A linha de uma vida no setor público e agora no privado, permite um distanciamento que os submergidos nas dinâmicas do Estado e das suas especificidades não beneficiam. Por incompetência, incapacidade ou burrice vislumbra-se um traço, quiçá congénito, de falta de defesa do que é nosso e do que conta para modelar e estabelecer as dinâmicas individuais, comunitárias e dos territórios, em demasiados processos.
Não é um problema de Bruxelas, porque, mesmo observando a teia burocrática das instituições europeias, a Espanha ou a França, entre o poder central e o poder regional, conseguem agilizar essa proteção nacional na concretização de ideias, projetos e iniciativas.
Não é um problema dos discursos políticos, mais ou menos inflamados de algum nacionalismo ou populismo, em que se reafirma o compromisso com o que é nacional, no quadro das vivências europeias. Ainda há pouco, a TAP era uma prioridade essencial para a salvaguarda da economia nacional e agora está à beira de uma nova privatização, depois do basculante estatal ter despejado milhões de euros do erário público na empresa.
O problema vem de trás, mas permanece perene às mudanças de governo, às esquerdas e às direitas, aos bons e maus momentos. Cada quadro comunitário é um embrulho burocrático que nunca está orientado para a concretização, conciliando agilização com escrutínio e transparência. É claro que pode haver valores mais altos que se levantam, mas não são os da defesa do que é nosso, do interesse geral e do bem comum. Basta recordar que por ocasião da privatização dos CTT, o país sobressaltou-se por não haver uma identificação dos ativos estratégicos nacionais.

*Pedido escrito 1*
Transcreva do texto sobre a defesa do interesse nacional tudo o que vai desde "A linha de uma" até "em demasiados processos.".
*Pedido escrito 2*
Escreva a parte seguinte do texto sobre a defesa do interesse nacional, dando-lhe seguimento a partir da última frase apresentada.
As linhas apresentadas a seguir constituem material à parte, sem ligação ao texto sobre a defesa do interesse nacional.

*Linhas de dados*
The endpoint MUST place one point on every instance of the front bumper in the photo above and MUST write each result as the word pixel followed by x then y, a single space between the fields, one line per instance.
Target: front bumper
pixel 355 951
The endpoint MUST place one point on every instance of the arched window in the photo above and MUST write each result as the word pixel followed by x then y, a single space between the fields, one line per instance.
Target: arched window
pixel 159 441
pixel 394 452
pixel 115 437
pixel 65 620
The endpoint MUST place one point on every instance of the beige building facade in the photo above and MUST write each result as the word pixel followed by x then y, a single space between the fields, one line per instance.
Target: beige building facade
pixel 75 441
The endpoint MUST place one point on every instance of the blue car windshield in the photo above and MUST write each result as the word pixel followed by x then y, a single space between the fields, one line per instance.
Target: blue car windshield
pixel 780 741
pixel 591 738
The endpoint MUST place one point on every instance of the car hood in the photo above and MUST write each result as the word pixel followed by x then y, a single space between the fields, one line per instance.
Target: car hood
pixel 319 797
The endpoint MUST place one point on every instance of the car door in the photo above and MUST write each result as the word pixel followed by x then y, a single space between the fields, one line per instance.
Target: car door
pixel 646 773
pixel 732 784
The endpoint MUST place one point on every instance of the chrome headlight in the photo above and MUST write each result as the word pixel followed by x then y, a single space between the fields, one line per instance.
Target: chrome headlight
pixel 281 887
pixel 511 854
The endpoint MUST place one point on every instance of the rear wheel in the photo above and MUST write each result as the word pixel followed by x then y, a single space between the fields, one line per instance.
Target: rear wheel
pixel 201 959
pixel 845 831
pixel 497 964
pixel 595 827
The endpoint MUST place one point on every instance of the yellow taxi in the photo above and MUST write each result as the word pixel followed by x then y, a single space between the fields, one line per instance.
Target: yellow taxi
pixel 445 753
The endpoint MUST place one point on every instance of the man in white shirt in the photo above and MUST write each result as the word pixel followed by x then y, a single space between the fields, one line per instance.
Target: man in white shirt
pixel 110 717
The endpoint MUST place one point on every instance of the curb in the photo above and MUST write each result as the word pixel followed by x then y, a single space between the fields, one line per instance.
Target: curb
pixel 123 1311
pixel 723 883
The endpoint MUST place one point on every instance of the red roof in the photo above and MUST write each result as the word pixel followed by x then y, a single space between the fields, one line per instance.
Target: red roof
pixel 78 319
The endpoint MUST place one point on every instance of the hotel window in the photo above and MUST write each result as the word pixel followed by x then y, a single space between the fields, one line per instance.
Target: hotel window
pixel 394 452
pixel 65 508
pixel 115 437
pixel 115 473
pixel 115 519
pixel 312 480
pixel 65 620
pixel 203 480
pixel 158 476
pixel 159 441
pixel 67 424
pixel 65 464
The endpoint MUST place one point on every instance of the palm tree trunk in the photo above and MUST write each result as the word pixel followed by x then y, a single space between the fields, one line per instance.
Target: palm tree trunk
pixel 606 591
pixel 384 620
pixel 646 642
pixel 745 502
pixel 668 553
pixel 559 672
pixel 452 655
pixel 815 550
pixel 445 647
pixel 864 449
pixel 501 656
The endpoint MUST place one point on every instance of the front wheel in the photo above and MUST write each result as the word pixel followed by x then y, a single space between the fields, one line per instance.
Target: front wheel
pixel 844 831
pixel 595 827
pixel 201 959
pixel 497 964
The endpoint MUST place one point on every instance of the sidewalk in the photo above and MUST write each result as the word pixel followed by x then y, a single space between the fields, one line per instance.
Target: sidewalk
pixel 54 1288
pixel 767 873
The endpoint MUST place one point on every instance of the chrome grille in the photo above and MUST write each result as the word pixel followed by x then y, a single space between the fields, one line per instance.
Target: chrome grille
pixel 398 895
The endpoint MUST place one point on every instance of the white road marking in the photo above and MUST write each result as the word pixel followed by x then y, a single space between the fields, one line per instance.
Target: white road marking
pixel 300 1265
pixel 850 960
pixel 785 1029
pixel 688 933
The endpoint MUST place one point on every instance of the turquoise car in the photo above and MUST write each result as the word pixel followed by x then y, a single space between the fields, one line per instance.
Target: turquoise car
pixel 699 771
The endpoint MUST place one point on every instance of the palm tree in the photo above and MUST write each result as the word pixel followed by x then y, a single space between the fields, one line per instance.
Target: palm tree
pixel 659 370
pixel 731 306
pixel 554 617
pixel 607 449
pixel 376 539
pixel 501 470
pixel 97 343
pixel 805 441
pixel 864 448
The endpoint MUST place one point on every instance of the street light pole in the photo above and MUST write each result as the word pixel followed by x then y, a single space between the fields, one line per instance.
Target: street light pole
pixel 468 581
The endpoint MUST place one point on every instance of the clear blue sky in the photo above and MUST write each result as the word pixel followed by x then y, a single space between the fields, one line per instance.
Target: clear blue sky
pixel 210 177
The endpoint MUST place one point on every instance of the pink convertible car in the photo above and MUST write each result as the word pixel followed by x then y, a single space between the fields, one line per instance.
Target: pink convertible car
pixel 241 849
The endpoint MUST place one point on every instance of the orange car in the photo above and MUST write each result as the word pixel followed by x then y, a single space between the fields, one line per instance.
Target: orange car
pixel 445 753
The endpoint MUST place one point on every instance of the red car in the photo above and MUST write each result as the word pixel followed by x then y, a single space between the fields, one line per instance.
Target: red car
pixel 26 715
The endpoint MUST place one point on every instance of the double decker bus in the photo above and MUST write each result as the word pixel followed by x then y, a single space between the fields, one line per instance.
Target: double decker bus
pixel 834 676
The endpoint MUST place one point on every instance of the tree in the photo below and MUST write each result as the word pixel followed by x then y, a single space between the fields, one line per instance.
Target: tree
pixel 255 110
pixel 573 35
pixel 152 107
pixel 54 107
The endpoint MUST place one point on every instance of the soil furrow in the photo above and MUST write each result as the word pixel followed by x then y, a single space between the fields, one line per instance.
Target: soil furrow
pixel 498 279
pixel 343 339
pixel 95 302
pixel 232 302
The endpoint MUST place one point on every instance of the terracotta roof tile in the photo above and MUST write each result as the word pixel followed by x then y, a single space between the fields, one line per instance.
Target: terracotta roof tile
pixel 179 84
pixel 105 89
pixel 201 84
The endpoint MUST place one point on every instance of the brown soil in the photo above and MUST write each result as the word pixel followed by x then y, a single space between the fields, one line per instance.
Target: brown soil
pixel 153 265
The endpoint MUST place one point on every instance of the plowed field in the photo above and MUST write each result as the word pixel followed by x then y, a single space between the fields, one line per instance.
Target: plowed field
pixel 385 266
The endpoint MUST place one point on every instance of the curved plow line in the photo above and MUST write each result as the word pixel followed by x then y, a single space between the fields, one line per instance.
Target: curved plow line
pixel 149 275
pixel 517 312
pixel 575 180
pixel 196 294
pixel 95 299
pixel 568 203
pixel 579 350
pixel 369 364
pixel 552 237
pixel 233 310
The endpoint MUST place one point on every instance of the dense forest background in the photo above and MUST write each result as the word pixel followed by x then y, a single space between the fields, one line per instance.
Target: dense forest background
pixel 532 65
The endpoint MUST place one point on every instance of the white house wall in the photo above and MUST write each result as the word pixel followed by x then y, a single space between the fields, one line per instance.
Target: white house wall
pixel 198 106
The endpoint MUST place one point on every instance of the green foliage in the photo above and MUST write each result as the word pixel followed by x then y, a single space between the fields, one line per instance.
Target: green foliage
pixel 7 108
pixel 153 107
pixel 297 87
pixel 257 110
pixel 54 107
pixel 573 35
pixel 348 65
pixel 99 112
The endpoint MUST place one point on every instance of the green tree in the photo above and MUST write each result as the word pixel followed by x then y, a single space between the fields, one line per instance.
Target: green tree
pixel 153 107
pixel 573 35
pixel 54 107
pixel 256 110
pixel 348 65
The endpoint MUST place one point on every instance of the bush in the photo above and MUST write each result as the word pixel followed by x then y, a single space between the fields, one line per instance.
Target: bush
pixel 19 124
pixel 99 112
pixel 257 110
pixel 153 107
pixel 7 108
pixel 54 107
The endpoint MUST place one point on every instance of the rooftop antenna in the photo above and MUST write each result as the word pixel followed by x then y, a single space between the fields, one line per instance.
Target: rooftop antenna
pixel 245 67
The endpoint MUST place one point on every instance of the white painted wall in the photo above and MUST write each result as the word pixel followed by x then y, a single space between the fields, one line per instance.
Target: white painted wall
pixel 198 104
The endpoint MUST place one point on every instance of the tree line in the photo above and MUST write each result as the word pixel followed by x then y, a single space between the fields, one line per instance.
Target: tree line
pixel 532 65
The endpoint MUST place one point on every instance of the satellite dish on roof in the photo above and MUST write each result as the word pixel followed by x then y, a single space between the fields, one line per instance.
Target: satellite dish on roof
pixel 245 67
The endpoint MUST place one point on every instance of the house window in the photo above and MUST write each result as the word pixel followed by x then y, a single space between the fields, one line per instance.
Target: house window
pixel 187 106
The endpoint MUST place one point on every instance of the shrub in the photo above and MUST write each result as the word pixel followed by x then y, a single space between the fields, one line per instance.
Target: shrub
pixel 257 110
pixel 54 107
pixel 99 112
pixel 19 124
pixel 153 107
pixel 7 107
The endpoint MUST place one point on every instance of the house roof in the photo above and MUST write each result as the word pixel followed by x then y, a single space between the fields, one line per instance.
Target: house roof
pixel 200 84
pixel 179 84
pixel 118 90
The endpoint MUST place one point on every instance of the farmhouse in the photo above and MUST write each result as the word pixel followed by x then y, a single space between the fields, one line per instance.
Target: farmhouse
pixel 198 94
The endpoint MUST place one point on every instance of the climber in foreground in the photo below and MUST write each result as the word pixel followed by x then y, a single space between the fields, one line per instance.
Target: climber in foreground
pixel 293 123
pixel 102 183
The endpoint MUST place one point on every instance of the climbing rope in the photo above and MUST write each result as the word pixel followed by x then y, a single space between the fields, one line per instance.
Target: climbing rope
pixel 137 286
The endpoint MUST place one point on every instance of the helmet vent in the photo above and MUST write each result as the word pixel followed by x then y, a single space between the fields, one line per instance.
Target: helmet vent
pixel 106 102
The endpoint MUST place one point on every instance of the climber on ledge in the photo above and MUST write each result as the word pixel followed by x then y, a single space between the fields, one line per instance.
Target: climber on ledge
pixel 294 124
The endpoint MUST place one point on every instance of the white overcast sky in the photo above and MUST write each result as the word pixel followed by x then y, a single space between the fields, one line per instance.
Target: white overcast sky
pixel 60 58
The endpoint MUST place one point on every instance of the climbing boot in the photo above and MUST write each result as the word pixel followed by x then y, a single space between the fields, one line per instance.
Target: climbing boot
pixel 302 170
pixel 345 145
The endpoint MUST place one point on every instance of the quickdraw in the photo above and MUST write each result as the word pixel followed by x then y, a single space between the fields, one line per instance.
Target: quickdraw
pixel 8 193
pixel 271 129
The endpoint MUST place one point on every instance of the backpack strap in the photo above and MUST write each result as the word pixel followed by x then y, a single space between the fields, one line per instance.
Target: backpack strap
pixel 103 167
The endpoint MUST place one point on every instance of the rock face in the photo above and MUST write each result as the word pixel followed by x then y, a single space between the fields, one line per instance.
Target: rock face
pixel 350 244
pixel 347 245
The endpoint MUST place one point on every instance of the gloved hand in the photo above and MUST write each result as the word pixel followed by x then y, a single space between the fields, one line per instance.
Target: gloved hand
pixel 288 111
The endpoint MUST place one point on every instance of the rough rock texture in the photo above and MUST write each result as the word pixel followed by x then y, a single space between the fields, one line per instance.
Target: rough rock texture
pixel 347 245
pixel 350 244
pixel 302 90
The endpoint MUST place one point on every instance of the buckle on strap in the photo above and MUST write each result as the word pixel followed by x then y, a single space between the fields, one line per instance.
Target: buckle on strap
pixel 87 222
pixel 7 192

*Resposta escrita 1*
A linha de uma vida no setor público e agora no privado, permite um distanciamento que os submergidos nas dinâmicas do Estado e das suas especificidades não beneficiam. Por incompetência, incapacidade ou burrice vislumbra-se um traço, quiçá congénito, de falta de defesa do que é nosso e do que conta para modelar e estabelecer as dinâmicas individuais, comunitárias e dos territórios, em demasiados processos.

*Resposta escrita 2*
Estávamos em 2012 e, apesar das privatizações promovidas pelo Governo PSD/CDS, abrangendo a EDP, a REN, a GALP, a CP Carga, a ANA, a TAP, os CTT e considerando, igualmente, a possível venda de um dos canais da RTP e das Águas de Portugal, Portugal não tinha definido o que importava para o interesse geral. O regime de salvaguarda dos ativos estratégicos nacionais deveria ter sido publicado até dezembro de 2011.
Numa proposta de alteração à proposta de lei do Orçamento do Estado para 2013 entregue à Assembleia da República, o PS defendeu a suspensão das vendas de ativos em curso (ANA e da TAP) até que o governo publicasse o “regime extraordinário para salvaguarda de ativos estratégicos em setores fundamentais para o interesse nacional”. O diploma de salvaguarda dos ativos estratégicos no sentido de permitir que o Governo possa intervir, nos casos de privatizações, em setores estratégicos como os da energia e telecomunicações para salvaguardar o interesse nacional, só foi aprovado em conselho de ministros em novembro de 2013, depois de quase tudo desbaratado.
Pode ser um problema de sobreposição do interesse das quintinhas, dos pequenos poderes da estrutura do Estado ou da captura do bem comum por interesses particulares, mas os anos passam neste quase meio século de democracia e a saga prossegue.
A TAP é palco fértil deste delapidar de ativos nacionais em que se trocam empresas nacionais por empresas estrangeiras, com riscos para a sua sustentabilidade, o emprego e as receitas do Estado, mas há mais.
Como é possível não conseguir a salvaguarda do que é nosso, fiável e comprovado em compromisso com as comunidades.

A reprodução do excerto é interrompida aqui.